▶ [TASK BRIEF]:
Return every record exactly as written.

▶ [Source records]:
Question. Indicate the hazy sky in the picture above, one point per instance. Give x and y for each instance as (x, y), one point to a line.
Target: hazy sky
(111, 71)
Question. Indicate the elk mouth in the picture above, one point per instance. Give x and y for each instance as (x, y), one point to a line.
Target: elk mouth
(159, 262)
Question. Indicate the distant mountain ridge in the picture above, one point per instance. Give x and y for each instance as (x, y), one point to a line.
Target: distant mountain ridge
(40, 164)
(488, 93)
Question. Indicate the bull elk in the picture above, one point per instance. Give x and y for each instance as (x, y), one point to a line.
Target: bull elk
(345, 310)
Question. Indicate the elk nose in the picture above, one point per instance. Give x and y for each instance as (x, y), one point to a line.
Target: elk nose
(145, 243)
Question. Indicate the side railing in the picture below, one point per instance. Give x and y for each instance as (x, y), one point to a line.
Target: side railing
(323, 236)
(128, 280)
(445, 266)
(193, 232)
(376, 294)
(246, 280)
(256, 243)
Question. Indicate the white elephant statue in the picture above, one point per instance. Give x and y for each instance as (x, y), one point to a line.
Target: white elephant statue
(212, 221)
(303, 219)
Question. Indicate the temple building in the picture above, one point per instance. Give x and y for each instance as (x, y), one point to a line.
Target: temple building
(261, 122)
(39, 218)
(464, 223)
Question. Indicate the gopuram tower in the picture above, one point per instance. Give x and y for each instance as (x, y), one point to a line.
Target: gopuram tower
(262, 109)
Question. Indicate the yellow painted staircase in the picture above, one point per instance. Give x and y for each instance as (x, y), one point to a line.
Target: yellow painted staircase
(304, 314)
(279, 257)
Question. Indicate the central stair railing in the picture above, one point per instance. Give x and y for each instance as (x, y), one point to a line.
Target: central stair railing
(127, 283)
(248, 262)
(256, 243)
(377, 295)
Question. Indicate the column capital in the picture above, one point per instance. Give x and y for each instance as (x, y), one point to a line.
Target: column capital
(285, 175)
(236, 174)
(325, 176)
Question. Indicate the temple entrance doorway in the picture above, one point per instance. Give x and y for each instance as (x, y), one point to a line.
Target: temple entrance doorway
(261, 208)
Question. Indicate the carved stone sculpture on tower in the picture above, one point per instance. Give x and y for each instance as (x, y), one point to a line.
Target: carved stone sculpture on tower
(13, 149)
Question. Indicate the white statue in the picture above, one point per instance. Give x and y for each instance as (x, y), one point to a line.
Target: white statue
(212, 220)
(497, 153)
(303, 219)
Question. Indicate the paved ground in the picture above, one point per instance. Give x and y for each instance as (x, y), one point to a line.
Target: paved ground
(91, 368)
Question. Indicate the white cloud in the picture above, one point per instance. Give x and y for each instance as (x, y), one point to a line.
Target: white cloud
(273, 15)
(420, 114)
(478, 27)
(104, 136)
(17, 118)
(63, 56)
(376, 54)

▶ [OUTPUT OF THE EXERCISE]:
Question. Indicate the hazy sky in the picture above, one point per instance. Give x and y for each instance as (x, y), one point to a line.
Target: hazy sky
(111, 71)
Question. Indicate the elk mouth in the picture above, one point per instance. Give x and y for each instance as (x, y), one point to a line.
Target: elk mouth
(159, 262)
Question. Indicate the distant mountain ridge in the picture above, one point per instance. Give x and y for each instance as (x, y), one point to a line.
Target: distant mountain ridge
(40, 164)
(488, 93)
Question. Indicate the bull elk in the picture above, one point per instance. Give x and y for each instance as (x, y), one point to a line.
Target: bull elk
(345, 310)
Question. Indicate the elk nose in the picture above, one point per instance. Give x and y for each instance as (x, y), one point to a line.
Target: elk nose
(145, 243)
Question. Indicate the side railing in the picture below, one point per instance. Give x and y for each instance as (x, y), one point to a line.
Target: side railing
(323, 236)
(128, 280)
(445, 266)
(193, 232)
(376, 294)
(246, 280)
(256, 243)
Question. Indicate the white elephant statue in the picture above, one point per instance. Give x and y for each instance as (x, y), one point to a line.
Target: white elephant statue
(212, 221)
(303, 219)
Question. Indicate the temple building in the picture above, one point per instance. Give x and y for each instance as (x, y), one point to a line.
Target: temple building
(261, 122)
(39, 218)
(464, 223)
Question. Indicate the gopuram tower in the picture above, one point per instance. Give x and y for each instance as (x, y), one point to a line.
Target: gopuram tower
(262, 109)
Question. Indicate the yellow painted staircase in the picture above, one point per instance. Give x and y for each instance as (x, y), one point to a line.
Target: yellow painted staircase
(304, 314)
(279, 257)
Question. Indicate the central stair railing in the picture above, one point per instance. Give x and y for each instance as (x, y), one point to a line.
Target: central stair railing
(127, 283)
(248, 262)
(256, 243)
(377, 295)
Question. Indicate the column capital in the picture above, one point per instance. Give x and y for each instance as (x, y), one point to a line.
Target: column capital
(285, 175)
(236, 174)
(325, 176)
Question. Indicate the temple entrance doorway in the picture above, one point per instance. Give x and y for each instance as (x, y), one point to a line.
Target: temple entrance doorway
(261, 208)
Question. Indicate the carved stone sculpture on tower in the picture above, one point per instance. Give x and y for each instance as (x, y), one point to a line.
Target: carved stone sculpture on tower
(13, 149)
Question. Indicate the white statue in the picture above, one point per instance. Give x and y for each instance as (x, y), one point to a line.
Target: white statue
(212, 220)
(497, 153)
(303, 219)
Question. Indicate the paved ground in the picture above, one point per instance. Give x and y for each instance as (x, y), one point to a line.
Target: paved ground
(91, 368)
Question. Indicate the white cloud in the picture above, one point per instance. Give x and y for each instance as (x, y), one point to a line.
Target: white cloud
(273, 15)
(420, 114)
(478, 27)
(104, 136)
(17, 118)
(63, 56)
(376, 54)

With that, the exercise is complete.